Tarefa escrita =
Escreva como lista numerada as linhas dos registros abaixo que vão da que contém "target: seafloor" até a que contém "126], [185, 88]]]", incluindo as duas. Deixe de fora as linhas em branco.

Material extraído =
'''

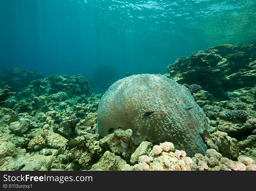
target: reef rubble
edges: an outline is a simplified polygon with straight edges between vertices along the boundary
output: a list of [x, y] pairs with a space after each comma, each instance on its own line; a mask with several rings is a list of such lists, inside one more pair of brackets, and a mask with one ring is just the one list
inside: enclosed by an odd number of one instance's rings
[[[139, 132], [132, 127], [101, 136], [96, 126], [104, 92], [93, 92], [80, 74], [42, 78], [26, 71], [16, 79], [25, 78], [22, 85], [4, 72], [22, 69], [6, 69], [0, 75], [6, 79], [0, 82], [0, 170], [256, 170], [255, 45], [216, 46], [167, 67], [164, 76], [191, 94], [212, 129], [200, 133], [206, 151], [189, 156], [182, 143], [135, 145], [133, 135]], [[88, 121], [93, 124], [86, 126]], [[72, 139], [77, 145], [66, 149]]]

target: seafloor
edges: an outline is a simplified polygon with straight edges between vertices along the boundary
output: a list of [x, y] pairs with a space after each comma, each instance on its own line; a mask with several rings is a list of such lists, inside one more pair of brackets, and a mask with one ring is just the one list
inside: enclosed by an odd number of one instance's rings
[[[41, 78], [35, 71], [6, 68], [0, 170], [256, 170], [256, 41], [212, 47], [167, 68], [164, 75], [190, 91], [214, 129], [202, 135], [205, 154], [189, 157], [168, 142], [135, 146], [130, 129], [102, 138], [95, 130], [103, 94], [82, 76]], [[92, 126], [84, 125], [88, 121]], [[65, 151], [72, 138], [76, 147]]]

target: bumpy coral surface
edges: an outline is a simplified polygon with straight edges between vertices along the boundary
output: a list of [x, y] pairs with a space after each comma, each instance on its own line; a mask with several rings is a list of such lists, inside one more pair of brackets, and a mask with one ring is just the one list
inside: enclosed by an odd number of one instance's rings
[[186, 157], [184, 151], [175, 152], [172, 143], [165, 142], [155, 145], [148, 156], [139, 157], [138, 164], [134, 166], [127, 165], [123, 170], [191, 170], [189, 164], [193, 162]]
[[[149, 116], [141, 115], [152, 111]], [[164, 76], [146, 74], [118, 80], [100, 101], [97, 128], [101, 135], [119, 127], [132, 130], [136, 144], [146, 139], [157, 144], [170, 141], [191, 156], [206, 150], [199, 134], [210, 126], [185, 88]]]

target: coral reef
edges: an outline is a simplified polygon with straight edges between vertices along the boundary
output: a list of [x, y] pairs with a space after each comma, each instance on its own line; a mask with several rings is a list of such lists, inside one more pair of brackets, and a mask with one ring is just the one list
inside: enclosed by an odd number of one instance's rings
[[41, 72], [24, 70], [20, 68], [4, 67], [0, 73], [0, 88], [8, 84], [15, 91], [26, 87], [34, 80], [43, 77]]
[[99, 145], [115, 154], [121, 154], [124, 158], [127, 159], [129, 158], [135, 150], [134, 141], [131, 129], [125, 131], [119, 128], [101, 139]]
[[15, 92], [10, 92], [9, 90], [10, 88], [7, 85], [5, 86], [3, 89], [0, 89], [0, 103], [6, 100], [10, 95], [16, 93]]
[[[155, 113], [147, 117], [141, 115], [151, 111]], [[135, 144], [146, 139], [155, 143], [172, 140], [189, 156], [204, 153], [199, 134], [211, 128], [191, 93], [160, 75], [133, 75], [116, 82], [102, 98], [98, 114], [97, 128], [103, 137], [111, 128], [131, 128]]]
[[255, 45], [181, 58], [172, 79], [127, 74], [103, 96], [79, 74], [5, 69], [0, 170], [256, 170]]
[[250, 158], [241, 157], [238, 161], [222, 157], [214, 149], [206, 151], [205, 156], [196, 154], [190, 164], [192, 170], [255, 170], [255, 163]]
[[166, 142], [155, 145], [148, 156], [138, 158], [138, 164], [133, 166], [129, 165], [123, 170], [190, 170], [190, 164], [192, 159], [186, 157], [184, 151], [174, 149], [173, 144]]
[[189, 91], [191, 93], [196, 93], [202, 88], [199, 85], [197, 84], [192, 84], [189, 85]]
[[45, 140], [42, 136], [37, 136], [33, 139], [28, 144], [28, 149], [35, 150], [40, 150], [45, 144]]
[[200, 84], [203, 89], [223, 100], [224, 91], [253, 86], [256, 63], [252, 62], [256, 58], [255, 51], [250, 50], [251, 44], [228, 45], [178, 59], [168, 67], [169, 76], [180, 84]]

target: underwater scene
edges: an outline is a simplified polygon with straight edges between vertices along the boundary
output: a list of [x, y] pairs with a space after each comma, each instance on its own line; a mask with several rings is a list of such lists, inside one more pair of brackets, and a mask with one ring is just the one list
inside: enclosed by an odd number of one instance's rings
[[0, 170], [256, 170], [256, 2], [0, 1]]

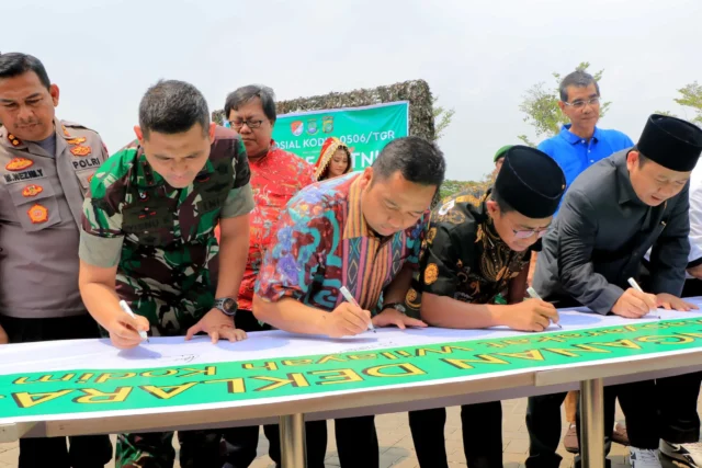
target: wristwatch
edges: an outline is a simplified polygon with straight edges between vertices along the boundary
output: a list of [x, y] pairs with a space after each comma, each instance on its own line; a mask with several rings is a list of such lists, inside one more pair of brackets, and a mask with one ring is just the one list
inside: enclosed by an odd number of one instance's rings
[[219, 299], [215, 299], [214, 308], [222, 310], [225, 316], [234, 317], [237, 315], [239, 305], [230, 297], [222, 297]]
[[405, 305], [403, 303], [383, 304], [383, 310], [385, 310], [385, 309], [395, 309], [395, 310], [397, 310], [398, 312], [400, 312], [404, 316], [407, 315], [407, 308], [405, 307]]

'''
'''

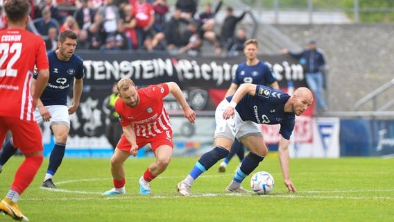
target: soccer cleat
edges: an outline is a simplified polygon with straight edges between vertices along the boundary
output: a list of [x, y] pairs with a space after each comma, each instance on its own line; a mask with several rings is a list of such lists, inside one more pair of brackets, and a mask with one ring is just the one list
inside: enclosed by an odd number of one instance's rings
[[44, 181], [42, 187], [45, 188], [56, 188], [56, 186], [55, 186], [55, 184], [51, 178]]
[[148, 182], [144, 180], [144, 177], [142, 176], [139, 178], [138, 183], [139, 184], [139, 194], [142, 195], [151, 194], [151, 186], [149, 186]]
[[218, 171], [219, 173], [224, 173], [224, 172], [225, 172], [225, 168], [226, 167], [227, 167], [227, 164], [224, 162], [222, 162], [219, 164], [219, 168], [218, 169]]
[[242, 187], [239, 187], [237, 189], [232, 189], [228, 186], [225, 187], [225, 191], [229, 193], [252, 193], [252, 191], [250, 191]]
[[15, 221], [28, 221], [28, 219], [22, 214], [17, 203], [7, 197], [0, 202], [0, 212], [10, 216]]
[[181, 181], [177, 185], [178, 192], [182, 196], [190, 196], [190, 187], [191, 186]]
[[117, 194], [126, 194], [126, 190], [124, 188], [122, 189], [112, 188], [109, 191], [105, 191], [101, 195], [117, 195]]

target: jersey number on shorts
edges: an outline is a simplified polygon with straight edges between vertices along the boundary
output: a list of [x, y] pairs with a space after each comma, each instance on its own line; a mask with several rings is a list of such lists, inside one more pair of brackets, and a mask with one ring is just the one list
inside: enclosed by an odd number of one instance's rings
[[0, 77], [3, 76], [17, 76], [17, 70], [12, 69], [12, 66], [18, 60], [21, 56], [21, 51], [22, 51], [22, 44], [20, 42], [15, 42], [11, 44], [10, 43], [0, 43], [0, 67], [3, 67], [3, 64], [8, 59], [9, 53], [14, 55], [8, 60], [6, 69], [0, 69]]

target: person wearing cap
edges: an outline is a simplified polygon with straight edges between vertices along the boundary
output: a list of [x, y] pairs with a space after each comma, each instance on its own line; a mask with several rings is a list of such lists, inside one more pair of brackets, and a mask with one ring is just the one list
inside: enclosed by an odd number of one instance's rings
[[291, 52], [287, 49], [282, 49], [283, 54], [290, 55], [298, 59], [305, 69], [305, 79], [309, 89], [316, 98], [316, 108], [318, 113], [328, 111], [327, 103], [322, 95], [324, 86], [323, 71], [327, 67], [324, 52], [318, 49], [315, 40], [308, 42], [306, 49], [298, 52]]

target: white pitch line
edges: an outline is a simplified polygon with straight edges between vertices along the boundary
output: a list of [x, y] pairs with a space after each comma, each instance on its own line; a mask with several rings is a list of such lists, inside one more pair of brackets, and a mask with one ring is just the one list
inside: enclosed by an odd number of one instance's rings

'''
'''

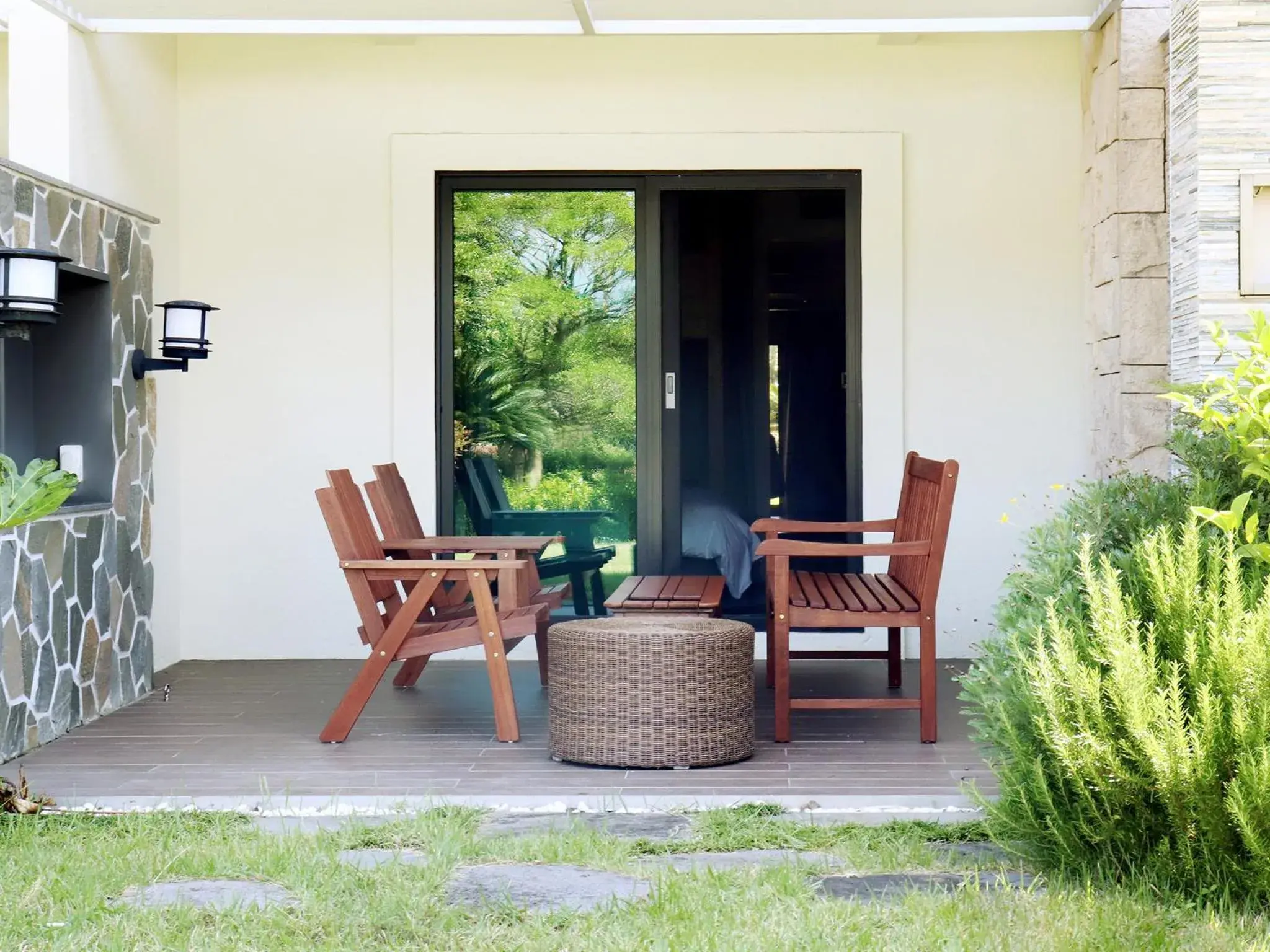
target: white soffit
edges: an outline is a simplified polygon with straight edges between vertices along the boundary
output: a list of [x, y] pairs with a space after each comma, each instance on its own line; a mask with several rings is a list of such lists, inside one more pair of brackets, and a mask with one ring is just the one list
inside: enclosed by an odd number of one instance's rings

'''

A resposta =
1. target: seafloor
2. edges: an outline is a simplified polygon with straight edges between vertices along the boundary
3. output: a list of [x, y] pairs with a space after each comma, each instance on its own line; a mask with several rings is a list of such lists, inside one more pair of brackets, and a mask with one ring is just the one list
4. inside: enclosed by an odd number of one instance's rings
5. [[[41, 78], [35, 71], [6, 68], [0, 170], [256, 170], [256, 41], [212, 47], [167, 68], [164, 75], [190, 91], [214, 129], [202, 135], [205, 154], [189, 157], [168, 142], [135, 146], [130, 129], [102, 138], [95, 130], [103, 94], [82, 76]], [[92, 126], [84, 125], [88, 121]], [[65, 151], [72, 138], [76, 147]]]
6. target: bumpy coral surface
7. edges: an outline is a simplified polygon with straight edges between vertices along the boundary
8. output: a list of [x, y] pairs with a space after each comma, each instance on its own line; a mask with several rings is a list of such lists, inside one more pair of brackets, and a mask with one ring is just the one list
9. inside: enclosed by an odd number of one instance's rings
10. [[186, 157], [184, 151], [175, 152], [172, 143], [165, 142], [155, 145], [148, 156], [139, 157], [138, 164], [134, 166], [127, 165], [123, 170], [191, 170], [189, 164], [193, 162]]
11. [[[149, 116], [141, 115], [152, 111]], [[164, 76], [146, 74], [118, 80], [100, 101], [97, 128], [101, 135], [119, 127], [132, 130], [136, 144], [146, 139], [157, 144], [170, 141], [191, 156], [206, 150], [199, 134], [210, 126], [185, 88]]]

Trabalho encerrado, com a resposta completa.